**Objectif visé 1**
Pourriez-vous convertir en CSV à deux colonnes, « consigne » et « valeur », tous les enregistrements depuis la ligne contenant "target | blue sail cover" jusqu'à la fin des enregistrements, ces deux bornes comprises ? Il faut une ligne par demande, chaque champ entre guillemets avec les sauts de ligne remplacés par des espaces, et sans les images.

::: Extrait fourni

Article de Chawki Salhi paru dans Inprecor, n° 332, du 7 au 20 juin 1991, p. 28


A trois semaines des premières élections législatives pluralistes, le président Chadli Benjedid décrète l’état de siège, change de chef de gouvernement et reporte le scrutin sine die. Pourtant, quelques jours auparavant, tout semblait aller au mieux pour le régime.

Le porte-parole du Parti socialiste des travailleurs (PST) qui, dès l’annonce de l’état de siège s’est prononcé contre cette mesure, nous envoie une première réaction.

L’OUVERTURE politique concédée à la révolte d’octobre 1988, élargie par la détermination du mouvement populaire, avait été mise à profit par le gouvernement pour légitimer des transformations économiques nécessaires et satisfaire le Fonds monétaire international (FMI) ainsi que les créanciers impérialistes (1) : suppression du monopole d’Etat sur le commerce extérieur ; agrément à l’installation des concessionnaires étrangers (Fiat, Peugeot, etc.) ; refonte du système fiscal et dévaluation importante du dinar provoquant une baisse massive du revenu de la population ; mise en faillite progressive des entreprises d’Etat. Le contentement impérialiste est à la mesure des prêts italiens, japonais ou français qui font passer la dette de 26 à 36 ou 40 milliards de dollars — de quoi permettre au régime en banqueroute de passer l’échéance électorale.

::::::
::: Données fournies

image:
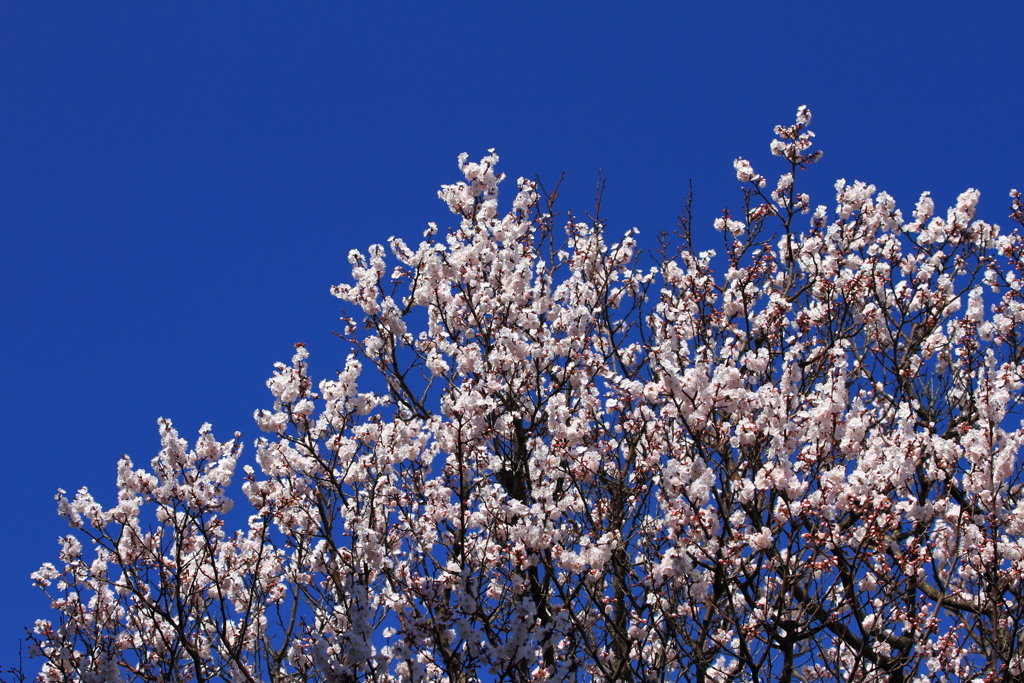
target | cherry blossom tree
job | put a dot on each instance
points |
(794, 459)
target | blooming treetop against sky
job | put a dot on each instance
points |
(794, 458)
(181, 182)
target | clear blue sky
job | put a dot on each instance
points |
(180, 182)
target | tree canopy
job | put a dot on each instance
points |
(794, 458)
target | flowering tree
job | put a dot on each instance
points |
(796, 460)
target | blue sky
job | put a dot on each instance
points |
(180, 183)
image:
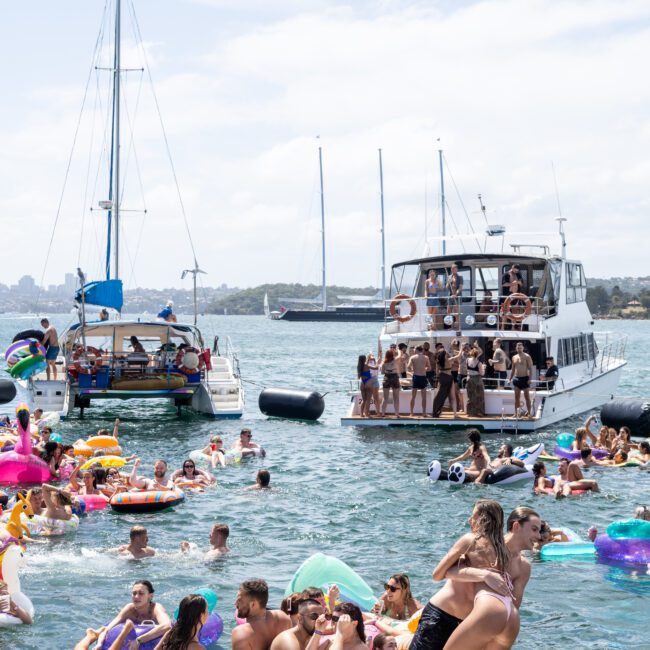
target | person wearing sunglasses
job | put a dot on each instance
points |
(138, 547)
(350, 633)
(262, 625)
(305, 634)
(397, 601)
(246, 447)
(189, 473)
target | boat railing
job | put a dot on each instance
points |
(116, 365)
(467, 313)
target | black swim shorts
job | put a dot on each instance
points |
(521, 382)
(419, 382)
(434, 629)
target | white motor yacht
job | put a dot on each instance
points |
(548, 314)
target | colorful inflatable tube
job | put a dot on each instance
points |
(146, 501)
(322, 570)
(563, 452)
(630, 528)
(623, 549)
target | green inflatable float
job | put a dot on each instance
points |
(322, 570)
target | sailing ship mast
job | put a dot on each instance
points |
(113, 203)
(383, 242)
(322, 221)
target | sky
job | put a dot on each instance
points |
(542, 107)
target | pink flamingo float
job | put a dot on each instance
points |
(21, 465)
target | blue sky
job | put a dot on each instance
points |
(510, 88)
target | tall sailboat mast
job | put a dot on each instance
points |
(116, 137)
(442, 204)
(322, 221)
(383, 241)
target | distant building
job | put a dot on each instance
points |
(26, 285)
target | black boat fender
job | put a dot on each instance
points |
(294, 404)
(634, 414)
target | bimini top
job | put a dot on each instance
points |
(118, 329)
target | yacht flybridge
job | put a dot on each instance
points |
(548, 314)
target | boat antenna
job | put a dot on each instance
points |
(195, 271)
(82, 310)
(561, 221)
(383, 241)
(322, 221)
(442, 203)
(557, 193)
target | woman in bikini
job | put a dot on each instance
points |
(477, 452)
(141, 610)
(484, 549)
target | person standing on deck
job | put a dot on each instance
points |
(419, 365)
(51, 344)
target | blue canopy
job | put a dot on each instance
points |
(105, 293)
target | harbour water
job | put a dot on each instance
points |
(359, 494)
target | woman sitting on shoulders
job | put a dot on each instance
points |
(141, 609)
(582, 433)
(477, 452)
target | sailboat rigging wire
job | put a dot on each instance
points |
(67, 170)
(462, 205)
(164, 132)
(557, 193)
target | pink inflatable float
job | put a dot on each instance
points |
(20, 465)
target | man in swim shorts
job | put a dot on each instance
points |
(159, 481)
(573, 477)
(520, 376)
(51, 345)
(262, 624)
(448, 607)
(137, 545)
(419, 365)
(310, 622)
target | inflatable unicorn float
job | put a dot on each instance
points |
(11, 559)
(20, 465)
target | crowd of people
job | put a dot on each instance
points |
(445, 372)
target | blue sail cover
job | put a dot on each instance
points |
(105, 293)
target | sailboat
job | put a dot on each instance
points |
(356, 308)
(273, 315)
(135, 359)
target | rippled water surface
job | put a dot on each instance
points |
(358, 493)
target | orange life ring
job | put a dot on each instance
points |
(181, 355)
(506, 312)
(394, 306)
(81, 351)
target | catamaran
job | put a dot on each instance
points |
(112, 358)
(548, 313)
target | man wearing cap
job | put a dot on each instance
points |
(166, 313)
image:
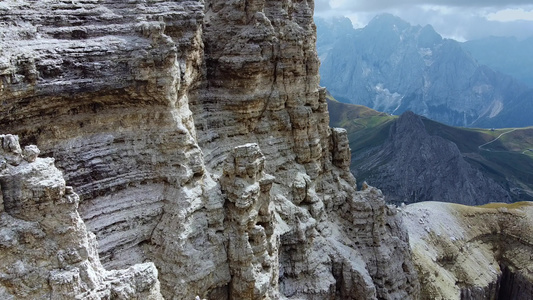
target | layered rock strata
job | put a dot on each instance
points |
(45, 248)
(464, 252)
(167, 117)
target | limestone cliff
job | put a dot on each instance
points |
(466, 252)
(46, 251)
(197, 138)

::::::

**Objectif visé 2**
Pouvez-vous redonner l'extrait fourni, depuis "Article de Chawki" jusqu'à "une première réaction.", en substituant "état d'urgence" à "état de siège" ?

**Solution proposée 1**
consigne,valeur
"target | blue sail cover job | put a dot on each instance points |","(105, 293)"
"target | sailboat job | put a dot on each instance points |","(356, 308) (273, 315) (135, 359)"
"target | rippled water surface job | put a dot on each instance points |","(358, 493)"
"target | orange life ring job | put a dot on each instance points |","(181, 355) (506, 312) (394, 306) (81, 351)"
"target | catamaran job | put a dot on each instance points |","(112, 358) (548, 313)"
"target | man wearing cap job | put a dot on each instance points |","(166, 313)"
"image: target | layered rock strata job | put a dot on each instance points |","(45, 248) (464, 252) (167, 117)"
"target | limestone cliff job | put a dot on each instance points |","(466, 252) (46, 251) (197, 138)"

**Solution proposée 2**
Article de Chawki Salhi paru dans Inprecor, n° 332, du 7 au 20 juin 1991, p. 28


A trois semaines des premières élections législatives pluralistes, le président Chadli Benjedid décrète l’état d'urgence, change de chef de gouvernement et reporte le scrutin sine die. Pourtant, quelques jours auparavant, tout semblait aller au mieux pour le régime.

Le porte-parole du Parti socialiste des travailleurs (PST) qui, dès l’annonce de l’état d'urgence s’est prononcé contre cette mesure, nous envoie une première réaction.